「流行りも廃りも関係ない。新しくもなければ古くもない。ずっと現在進行形で存在し続ける」。ロックンロールのすごいところは? と訊かれたワタナベマモルの回答である。この言葉は彼の体現する音楽性そのものと言えるだろう。ビートルズ、ストーンズ、キンクス、フィールグッド、ホットロッズ、クラッシュ、ラモーンズ...十代の頃から憧れ続けるバンドの音とスタイルを咀嚼して奏でられるマモル&ザ・デイヴィスのロックンロールは旨み成分が凝縮、これまで生きてきた歳月を養分にしたコクと深み、熟成されたしぶとさがある。シンプルだけど奥深い。単純だけど複雑。カウンターだけどポップ。その割り切れなさはロックンロールのステキな矛盾。すべてを包み込むような鷹揚とした佇まいの最新作『3Girls』をめぐり、ワタナベマモルの創造の源にあるものに迫った。(interview:椎名宗之)
アルバムを作ってツアーをやり続けるのが変わらぬ目標
──「MAGIC TONE RECORDS」を立ち上げてから今年で丸10年になるんですね。
ワタナベマモル:そうなんだってね。ディストリビューションをお願いしてるROLLER☆KINGの川戸(良徳)くんに言われて気づいて、もうそんなに経つのかと思って。自分としてはただ必死にやってきただけかな。CDを作ってツアーを回って、同じことをずっと繰り返しやってきたら10年経ってた感じですね。
──この10年の間にCDを10枚、DVDを2枚リリースしてきたわけですから、相当なハイペースですよね。
• • • •
課題概要
上のワタナベマモルへのインタビュー記事を、最後の質問に続く形で書き進めてください。

データ抜粋
• • • •
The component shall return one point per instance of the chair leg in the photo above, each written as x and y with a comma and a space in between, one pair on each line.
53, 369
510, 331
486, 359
• • • •
解答例
マモル:「MAGIC TONE RECORDS」をやる前に「SIMPLE RECORDS」というレーベルを数年間やってたんだけど、当時はCDを一般流通できてなかったんですよ。ロフトレコードでCDを2枚(『想像しよう』、『R&R HERO』)出してもらって以降はね。僕はいつもいろんなところで言ってるんだけど、アルバムを作ってツアーをやって、それで人生を終えたいんです。できる限り曲を作ってね。それがずっとやりたかったことだし、ずっと変わらない目標なんですよ。
──当たり前のことを当たり前のようにやることが大事であると。
マモル:目標がなくなると、自分が音楽をやってる意義がなくなってしまうって言うかね。アルバムを作らないでツアーに行くよりも、アルバムを作ってツアーに行くほうが全然楽しいんですよ。ライブで新曲をやるのも常に楽しいしね。3年も4年もリリースがなかったら自分はどうなってしまうんだろう? って思うし、ライブにも気持ちが入りにくい。それは、コンスタントにCDを作ってツアーを回ることができなかった時代が悔しかったのもありますね。
──いまのリリース・ペースは息を吸ったら吐くように、ごく自然な感じなのがマモルさんらしいなと思って。
マモル:1年なり1年半なりの間に自分のなかで吹き溜まったものを吐き出すと言うか、その間に感じたもの、その時に一番言いたいことを新しいアルバムに注ぎ込む感じです。言ってること自体は30年以上変わらないんですけどね。
──グレイトリッチーズ時代も含めて、マモルさんの音楽人生のなかでこの10年が一番充実しているように見えますね。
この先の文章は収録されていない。